- Written problem
Return exactly the lines from the "indicate the black roof" line through the last line of the entries below. Include no pictures.

** Begin Provided information **

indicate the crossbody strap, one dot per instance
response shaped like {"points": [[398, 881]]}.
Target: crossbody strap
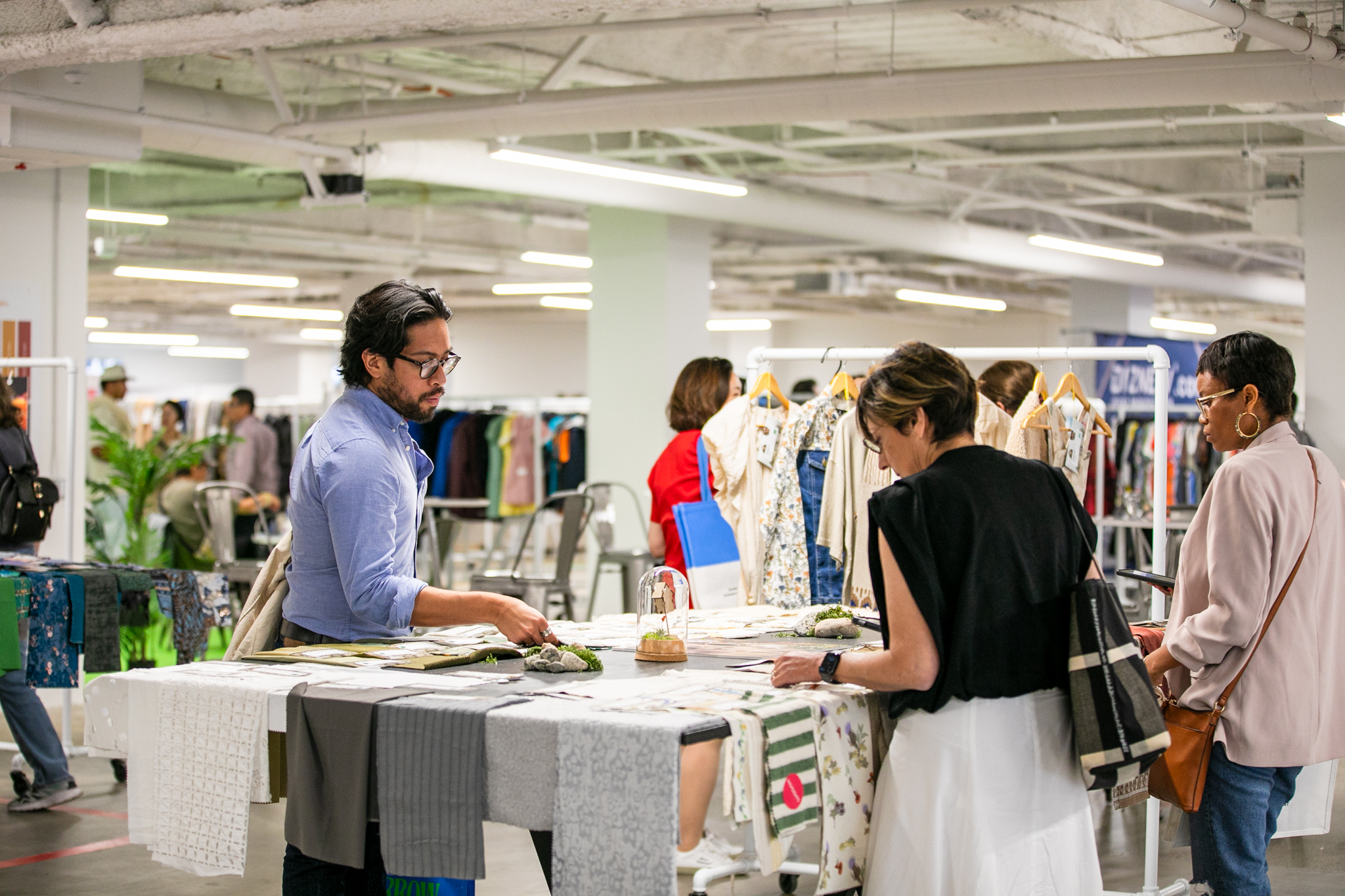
{"points": [[1228, 691]]}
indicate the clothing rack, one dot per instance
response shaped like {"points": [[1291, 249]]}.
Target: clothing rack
{"points": [[1155, 355]]}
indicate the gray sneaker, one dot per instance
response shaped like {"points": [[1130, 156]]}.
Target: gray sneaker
{"points": [[47, 797]]}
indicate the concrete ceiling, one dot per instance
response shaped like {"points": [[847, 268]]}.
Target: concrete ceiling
{"points": [[1007, 117]]}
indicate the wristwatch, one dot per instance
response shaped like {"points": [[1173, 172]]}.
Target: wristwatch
{"points": [[829, 667]]}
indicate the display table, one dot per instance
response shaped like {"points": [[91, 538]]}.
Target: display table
{"points": [[531, 761]]}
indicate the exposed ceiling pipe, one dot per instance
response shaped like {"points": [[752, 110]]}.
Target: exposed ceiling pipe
{"points": [[935, 93], [467, 164], [761, 18], [1301, 41], [142, 120]]}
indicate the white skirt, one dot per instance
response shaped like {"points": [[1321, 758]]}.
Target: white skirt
{"points": [[984, 798]]}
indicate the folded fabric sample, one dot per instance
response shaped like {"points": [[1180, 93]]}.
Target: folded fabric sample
{"points": [[382, 654], [101, 637], [209, 763], [432, 785], [791, 763], [617, 805], [328, 742]]}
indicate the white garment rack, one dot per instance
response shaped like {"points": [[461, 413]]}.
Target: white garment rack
{"points": [[1153, 355]]}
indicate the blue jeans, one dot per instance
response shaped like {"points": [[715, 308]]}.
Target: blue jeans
{"points": [[826, 580], [30, 723], [1238, 817]]}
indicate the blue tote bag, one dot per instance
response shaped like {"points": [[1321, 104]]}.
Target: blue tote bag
{"points": [[708, 545]]}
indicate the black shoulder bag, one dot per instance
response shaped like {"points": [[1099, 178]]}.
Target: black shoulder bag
{"points": [[26, 499]]}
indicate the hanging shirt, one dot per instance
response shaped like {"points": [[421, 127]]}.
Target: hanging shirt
{"points": [[357, 489], [676, 479]]}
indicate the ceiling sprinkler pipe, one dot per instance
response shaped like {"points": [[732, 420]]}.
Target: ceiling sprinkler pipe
{"points": [[1231, 15]]}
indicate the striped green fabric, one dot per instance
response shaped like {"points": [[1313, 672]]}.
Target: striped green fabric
{"points": [[791, 763]]}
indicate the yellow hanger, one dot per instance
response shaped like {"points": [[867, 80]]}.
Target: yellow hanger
{"points": [[844, 386], [1070, 385], [766, 383]]}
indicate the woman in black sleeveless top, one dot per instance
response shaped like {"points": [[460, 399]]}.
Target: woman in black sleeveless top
{"points": [[975, 554]]}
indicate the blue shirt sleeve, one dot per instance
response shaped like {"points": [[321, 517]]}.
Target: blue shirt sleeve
{"points": [[361, 496]]}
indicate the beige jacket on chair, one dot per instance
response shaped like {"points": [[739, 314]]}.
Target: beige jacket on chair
{"points": [[259, 624]]}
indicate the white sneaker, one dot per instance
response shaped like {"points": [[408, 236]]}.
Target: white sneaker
{"points": [[703, 856], [722, 845], [47, 797]]}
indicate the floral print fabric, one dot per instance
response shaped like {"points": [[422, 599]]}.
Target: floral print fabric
{"points": [[786, 570]]}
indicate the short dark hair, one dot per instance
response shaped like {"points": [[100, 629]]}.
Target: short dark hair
{"points": [[242, 396], [914, 377], [1007, 383], [699, 393], [1252, 359], [378, 323]]}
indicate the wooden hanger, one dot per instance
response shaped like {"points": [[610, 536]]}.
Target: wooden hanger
{"points": [[767, 383], [1070, 385]]}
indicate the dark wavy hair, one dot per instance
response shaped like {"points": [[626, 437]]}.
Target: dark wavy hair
{"points": [[378, 323], [699, 393], [914, 377], [1252, 359]]}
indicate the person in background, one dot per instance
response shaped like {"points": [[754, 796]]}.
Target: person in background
{"points": [[108, 412], [1300, 433], [255, 461], [171, 421], [975, 554], [23, 711], [704, 386], [1262, 507], [1006, 383]]}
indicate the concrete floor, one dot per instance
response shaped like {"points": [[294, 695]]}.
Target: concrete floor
{"points": [[1298, 867]]}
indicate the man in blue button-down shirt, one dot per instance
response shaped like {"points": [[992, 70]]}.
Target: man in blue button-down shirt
{"points": [[359, 480]]}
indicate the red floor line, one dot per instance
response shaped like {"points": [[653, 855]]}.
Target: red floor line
{"points": [[62, 853]]}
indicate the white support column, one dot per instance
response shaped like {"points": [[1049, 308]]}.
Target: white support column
{"points": [[651, 297], [1324, 272]]}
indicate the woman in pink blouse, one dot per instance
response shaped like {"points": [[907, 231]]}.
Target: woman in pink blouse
{"points": [[1289, 708]]}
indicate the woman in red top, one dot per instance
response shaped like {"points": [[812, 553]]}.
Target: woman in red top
{"points": [[703, 389]]}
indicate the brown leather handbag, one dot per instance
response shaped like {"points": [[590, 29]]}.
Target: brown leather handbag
{"points": [[1179, 777]]}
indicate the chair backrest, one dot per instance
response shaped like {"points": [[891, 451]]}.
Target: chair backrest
{"points": [[603, 517], [218, 517]]}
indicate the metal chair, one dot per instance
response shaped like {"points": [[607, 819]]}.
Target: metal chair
{"points": [[575, 508], [631, 563], [218, 523]]}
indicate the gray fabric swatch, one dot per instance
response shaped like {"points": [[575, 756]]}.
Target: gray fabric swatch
{"points": [[617, 805], [102, 636], [328, 742], [432, 786]]}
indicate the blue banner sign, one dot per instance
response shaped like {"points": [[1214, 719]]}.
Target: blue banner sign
{"points": [[1130, 385]]}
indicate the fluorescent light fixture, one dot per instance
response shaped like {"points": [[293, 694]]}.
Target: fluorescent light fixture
{"points": [[208, 351], [288, 313], [125, 217], [144, 339], [206, 277], [1185, 327], [540, 289], [619, 169], [1099, 251], [957, 301], [738, 324], [556, 258], [567, 301]]}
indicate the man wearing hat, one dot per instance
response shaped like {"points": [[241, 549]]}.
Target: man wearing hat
{"points": [[106, 412]]}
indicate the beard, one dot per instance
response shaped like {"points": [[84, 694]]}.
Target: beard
{"points": [[405, 402]]}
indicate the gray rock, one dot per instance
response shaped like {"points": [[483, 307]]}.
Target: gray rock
{"points": [[835, 629], [573, 662]]}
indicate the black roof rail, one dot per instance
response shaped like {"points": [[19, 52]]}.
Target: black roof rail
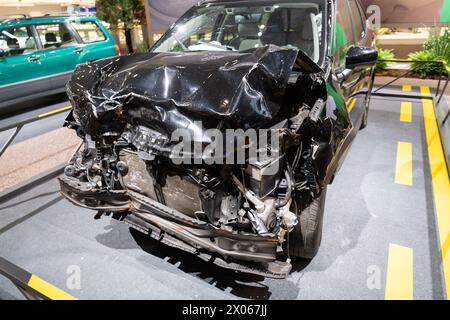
{"points": [[9, 17]]}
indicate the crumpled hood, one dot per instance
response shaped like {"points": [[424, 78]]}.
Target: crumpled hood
{"points": [[166, 91]]}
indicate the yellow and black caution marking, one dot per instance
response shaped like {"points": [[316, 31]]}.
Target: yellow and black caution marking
{"points": [[439, 180], [32, 285], [406, 88], [400, 274]]}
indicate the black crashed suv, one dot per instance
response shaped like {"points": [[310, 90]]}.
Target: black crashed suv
{"points": [[222, 139]]}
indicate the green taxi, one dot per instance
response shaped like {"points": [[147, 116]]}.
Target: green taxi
{"points": [[39, 54]]}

** End Provided information **

- Worked answer
indicate the black roof rail, one dot per instance
response shaped like {"points": [[19, 52]]}.
Target: black roof rail
{"points": [[9, 17]]}
indicate the crumpled hood, one dot per instance
response shaped like {"points": [[424, 78]]}.
Target: crumpled hood
{"points": [[166, 91]]}
indicate the yellow and black caution marking, one dot per instance
response shaped like {"points": [[316, 31]]}.
Target: yellow and black caution marking
{"points": [[439, 180], [32, 285], [406, 88], [400, 274]]}
indicate the black crashed suv, one dot per instance
response shaped like {"points": [[310, 90]]}.
Target: black crashed suv
{"points": [[222, 139]]}
indicate the green taxi, one dot per instance
response shaped like {"points": [[147, 116]]}.
Target: green taxi
{"points": [[39, 54]]}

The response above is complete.